EXERCISE TASKS:
1. Answer these questions from the cannabis banking reform article below:
(a) According to the article, how many times has legislation been passed to make it easier for cannabis companies to access financial accounts and process customer payments?
(b) Who leads the SAFE banking act?
(c) What kind of businesses does the lack of proper banking force cannabis businesses to operate?
2. Transcribe the part of the cannabis banking reform article below that begins at the words "The goal behind" and ends after the words "in these states.".

-------- DOCUMENT TEXT

Proper financing and banking are some of the biggest hurdles that many cannabis businesses face. With more legislation being passed, will cannabis banking reform finally happen in 2022?

Jason SanderJason Sander · Nov. 27, 2021 · 3 min read
Quick Guide: Cannabis Banking Reform

Proper financing and banking services are some of the biggest hurdles that many cannabis businesses face. With more legislation being passed, will change happen for the industry in 2022?

After another legislative measure passed in November of 2021, this now marks five times that legislation has been passed to make it easier for cannabis companies to access financial accounts and process customer payments. This is not an issue for any other industry and is unique to that of cannabis.

The current bill, called the SAFE banking act, is the latest attempt to provide financial institutions with the proper way to allow cannabis businesses to have accounts. Over 20 state governors have called for the bill to be signed but the bill has yet to hit President Biden’s desk. The bill is led by Rep. Ed Perlmutter (D., Colo.) and the Banking Act is being lumped into the National Defense act, a much larger bill that will no doubt pass again this year.

Why is Cannabis Banking Reform Essential?

The goal behind all of these five deals is to make customer transactions and cannabis business accounts fully legal for banks and credit unions operating in legal cannabis states. As we’ve discussed in the past, the lack of proper banking means that a grey area exists, forcing cannabis businesses to operate dangerous cash-only businesses. The plant medicine’s federal illegality is one of the reasons why black markets are thriving, despite cannabis being legal in these states.

----------------
-------- DATA PROVIDED

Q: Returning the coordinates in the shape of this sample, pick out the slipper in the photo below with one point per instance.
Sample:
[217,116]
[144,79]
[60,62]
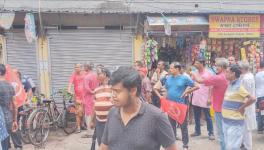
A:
[87,136]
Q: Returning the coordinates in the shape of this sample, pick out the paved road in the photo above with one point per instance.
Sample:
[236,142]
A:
[59,141]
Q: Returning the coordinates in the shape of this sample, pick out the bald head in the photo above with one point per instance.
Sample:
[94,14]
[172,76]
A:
[231,60]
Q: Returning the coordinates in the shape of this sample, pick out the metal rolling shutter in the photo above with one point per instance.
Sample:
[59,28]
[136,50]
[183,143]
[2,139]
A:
[21,54]
[107,47]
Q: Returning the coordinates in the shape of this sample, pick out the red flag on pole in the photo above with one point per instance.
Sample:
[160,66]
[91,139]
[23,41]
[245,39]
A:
[20,93]
[175,110]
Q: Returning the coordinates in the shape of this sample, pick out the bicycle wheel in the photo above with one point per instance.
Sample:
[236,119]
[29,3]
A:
[23,128]
[69,120]
[39,124]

----------------

EXERCISE RESULTS:
1.
(a) Five times.
(b) Rep. Ed Perlmutter (D., Colo.).
(c) Dangerous cash-only businesses.

2.
The goal behind all of these five deals is to make customer transactions and cannabis business accounts fully legal for banks and credit unions operating in legal cannabis states. As we’ve discussed in the past, the lack of proper banking means that a grey area exists, forcing cannabis businesses to operate dangerous cash-only businesses. The plant medicine’s federal illegality is one of the reasons why black markets are thriving, despite cannabis being legal in these states.